Records shown »
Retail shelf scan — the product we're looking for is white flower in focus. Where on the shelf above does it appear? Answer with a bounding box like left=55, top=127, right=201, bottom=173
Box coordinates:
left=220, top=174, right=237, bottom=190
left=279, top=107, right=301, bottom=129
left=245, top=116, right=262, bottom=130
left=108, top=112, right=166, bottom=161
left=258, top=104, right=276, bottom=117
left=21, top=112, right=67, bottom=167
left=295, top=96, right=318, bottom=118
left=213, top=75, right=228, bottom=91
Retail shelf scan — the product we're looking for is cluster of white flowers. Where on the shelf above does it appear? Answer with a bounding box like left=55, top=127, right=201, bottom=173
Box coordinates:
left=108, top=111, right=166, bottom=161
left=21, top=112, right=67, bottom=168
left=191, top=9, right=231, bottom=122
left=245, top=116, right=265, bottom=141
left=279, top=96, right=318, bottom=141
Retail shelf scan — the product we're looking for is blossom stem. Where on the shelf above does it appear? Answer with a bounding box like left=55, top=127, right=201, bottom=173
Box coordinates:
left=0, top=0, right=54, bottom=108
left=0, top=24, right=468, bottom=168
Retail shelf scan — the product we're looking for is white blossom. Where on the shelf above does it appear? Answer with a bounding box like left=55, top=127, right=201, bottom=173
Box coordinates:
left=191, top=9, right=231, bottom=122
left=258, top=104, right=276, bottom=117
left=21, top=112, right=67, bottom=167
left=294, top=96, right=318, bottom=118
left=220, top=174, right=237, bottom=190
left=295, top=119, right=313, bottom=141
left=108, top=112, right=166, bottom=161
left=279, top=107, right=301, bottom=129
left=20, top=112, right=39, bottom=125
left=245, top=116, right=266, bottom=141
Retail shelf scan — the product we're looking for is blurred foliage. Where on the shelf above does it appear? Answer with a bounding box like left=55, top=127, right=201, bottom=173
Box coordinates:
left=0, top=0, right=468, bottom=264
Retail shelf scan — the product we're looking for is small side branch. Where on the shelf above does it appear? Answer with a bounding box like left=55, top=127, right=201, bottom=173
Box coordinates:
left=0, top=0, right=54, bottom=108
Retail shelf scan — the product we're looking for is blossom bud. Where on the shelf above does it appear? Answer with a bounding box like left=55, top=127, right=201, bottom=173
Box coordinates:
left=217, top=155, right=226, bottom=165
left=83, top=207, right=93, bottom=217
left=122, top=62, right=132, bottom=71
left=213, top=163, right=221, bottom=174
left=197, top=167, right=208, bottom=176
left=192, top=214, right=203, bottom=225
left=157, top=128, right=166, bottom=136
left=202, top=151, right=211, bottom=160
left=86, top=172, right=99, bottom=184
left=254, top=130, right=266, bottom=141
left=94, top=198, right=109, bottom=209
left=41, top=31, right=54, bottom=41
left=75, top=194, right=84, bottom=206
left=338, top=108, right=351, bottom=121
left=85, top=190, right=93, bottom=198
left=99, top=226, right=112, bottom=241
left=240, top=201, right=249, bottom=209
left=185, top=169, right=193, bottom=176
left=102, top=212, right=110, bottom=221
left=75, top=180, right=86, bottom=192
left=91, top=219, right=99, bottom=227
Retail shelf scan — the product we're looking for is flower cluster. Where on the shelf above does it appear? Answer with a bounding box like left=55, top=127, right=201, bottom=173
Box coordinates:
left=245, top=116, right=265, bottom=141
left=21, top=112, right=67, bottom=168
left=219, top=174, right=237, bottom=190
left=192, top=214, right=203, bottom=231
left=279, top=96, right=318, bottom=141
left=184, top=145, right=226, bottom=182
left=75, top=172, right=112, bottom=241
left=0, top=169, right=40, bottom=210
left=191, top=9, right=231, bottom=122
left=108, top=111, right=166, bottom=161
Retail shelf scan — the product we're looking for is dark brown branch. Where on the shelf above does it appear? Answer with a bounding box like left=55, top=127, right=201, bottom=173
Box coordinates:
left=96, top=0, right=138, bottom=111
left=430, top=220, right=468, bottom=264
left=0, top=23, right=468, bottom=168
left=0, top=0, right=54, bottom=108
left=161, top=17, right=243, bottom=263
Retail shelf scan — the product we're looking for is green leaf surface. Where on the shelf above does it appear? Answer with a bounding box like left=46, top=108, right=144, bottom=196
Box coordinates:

Set exercise » Reproduce the records above word for word, from their first line through the line that contains "left=213, top=75, right=228, bottom=91", including both of those lines.

Answer for this exercise »
Retail shelf scan — the product we're looking for is white flower in focus. Where on the shelf above does it appear? Answer with a bounding box like left=55, top=127, right=201, bottom=173
Box coordinates:
left=220, top=174, right=237, bottom=190
left=279, top=107, right=301, bottom=129
left=245, top=116, right=262, bottom=130
left=108, top=112, right=166, bottom=161
left=258, top=104, right=276, bottom=117
left=21, top=112, right=67, bottom=167
left=295, top=96, right=318, bottom=118
left=213, top=75, right=228, bottom=91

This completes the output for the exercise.